··· LISTED RECORDS ···

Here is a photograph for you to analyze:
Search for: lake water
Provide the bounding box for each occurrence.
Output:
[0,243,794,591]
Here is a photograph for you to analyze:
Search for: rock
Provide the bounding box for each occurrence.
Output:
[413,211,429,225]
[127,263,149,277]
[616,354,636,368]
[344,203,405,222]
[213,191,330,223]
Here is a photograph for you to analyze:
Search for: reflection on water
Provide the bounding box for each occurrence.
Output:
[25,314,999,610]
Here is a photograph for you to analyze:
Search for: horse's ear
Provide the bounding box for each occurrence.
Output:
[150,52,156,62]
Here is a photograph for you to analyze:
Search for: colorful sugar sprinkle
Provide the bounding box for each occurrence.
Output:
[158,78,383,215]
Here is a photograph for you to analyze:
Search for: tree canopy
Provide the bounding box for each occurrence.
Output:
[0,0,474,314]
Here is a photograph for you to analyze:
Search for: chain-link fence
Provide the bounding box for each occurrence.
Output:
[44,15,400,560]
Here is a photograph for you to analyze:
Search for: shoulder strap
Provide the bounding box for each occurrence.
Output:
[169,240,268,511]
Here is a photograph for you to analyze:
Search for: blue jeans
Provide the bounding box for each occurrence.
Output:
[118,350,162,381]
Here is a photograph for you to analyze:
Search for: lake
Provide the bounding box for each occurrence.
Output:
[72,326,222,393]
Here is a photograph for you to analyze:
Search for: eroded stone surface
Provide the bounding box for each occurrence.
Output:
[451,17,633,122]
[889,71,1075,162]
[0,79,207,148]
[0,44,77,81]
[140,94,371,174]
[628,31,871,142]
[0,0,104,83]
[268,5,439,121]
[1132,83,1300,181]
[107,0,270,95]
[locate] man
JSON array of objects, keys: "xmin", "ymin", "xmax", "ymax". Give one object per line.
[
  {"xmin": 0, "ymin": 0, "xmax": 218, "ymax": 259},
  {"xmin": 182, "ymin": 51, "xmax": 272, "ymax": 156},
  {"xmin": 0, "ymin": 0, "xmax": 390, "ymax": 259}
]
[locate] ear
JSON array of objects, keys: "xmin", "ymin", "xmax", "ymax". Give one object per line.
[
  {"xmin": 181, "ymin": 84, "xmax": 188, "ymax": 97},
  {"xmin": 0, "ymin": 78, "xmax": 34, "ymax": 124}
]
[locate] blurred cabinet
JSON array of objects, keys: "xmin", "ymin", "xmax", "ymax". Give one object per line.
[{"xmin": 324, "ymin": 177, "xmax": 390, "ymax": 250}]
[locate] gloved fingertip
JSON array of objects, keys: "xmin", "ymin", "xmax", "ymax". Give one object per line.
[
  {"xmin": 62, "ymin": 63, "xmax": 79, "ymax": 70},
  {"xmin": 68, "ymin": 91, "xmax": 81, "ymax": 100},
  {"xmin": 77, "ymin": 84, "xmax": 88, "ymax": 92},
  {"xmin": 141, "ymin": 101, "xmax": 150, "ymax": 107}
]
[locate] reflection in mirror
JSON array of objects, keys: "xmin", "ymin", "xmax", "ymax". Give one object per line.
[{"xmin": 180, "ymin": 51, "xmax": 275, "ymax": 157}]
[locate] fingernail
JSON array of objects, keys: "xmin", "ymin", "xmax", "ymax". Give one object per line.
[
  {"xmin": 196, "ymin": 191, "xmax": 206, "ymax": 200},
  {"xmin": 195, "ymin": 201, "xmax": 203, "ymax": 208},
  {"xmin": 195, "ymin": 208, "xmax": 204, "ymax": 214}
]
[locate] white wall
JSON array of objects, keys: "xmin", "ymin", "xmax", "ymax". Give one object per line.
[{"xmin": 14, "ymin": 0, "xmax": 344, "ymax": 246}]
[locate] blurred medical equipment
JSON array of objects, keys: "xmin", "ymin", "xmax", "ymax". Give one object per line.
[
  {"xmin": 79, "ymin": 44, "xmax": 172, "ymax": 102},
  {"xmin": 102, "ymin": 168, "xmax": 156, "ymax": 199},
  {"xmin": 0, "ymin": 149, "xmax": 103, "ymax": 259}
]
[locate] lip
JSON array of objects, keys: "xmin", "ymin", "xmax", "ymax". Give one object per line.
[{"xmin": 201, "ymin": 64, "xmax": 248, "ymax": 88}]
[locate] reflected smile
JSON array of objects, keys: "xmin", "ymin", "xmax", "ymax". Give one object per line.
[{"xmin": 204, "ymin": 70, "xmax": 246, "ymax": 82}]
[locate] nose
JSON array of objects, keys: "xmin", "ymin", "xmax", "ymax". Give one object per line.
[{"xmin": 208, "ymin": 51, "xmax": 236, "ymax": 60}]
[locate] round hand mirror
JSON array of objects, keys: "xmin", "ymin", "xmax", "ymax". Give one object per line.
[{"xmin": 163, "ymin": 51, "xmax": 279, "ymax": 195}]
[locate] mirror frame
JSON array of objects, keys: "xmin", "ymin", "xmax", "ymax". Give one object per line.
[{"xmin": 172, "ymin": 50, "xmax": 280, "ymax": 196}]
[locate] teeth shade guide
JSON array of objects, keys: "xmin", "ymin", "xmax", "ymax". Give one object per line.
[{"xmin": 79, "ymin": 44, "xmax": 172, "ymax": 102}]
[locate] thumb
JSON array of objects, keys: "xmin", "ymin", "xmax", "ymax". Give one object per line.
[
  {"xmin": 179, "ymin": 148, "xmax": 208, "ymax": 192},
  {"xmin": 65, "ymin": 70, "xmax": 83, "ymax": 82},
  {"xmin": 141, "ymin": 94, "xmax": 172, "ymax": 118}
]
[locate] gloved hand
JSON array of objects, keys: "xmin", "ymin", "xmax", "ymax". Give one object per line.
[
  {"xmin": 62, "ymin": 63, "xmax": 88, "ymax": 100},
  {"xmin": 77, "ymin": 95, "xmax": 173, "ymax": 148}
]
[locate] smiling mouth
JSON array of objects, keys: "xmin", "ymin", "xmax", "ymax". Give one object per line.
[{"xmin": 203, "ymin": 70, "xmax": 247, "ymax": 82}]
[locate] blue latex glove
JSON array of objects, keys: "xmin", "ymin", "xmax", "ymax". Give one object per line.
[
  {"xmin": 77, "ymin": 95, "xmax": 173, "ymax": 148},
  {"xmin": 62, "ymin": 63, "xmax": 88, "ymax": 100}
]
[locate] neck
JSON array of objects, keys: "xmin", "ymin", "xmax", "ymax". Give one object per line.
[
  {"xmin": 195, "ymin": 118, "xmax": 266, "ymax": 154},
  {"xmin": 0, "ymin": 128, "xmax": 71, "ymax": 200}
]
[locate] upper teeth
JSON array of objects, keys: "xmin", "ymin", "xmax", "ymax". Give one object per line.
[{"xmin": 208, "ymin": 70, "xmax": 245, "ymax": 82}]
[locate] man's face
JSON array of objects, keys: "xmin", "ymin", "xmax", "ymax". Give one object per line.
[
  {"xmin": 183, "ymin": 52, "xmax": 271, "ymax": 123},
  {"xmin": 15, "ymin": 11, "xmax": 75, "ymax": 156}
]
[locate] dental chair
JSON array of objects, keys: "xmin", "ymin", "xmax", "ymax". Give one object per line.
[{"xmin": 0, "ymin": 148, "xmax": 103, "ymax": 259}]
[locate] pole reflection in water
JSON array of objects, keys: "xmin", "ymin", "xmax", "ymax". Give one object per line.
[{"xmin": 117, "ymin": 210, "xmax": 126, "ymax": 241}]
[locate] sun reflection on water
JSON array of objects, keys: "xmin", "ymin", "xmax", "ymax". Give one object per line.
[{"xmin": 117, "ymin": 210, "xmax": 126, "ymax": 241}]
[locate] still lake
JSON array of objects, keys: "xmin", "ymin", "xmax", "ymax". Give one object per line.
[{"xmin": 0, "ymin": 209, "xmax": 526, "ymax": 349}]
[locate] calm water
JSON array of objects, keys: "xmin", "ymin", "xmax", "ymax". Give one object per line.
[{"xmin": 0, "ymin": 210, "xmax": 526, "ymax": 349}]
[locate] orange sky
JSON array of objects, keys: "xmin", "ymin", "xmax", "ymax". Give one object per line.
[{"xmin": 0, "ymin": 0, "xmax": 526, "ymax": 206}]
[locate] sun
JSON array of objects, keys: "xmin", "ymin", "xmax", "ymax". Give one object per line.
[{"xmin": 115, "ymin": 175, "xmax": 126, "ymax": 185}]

···

[WHAT IS REQUIRED]
Repeat the material word for word, beginning with its first line and stopping after the line that contains "[213,191,330,223]".

[SOLUTION TO THE EXERCISE]
Here is a photograph for you to analyze:
Search for: lake water
Provide the bounding box for each occurrence.
Output:
[0,243,794,591]
Here is a photograph for you to analyze:
Search for: rock
Provide the bounding box for each occurrence.
Output:
[413,211,429,225]
[127,263,149,277]
[616,354,636,368]
[344,203,405,222]
[213,191,330,223]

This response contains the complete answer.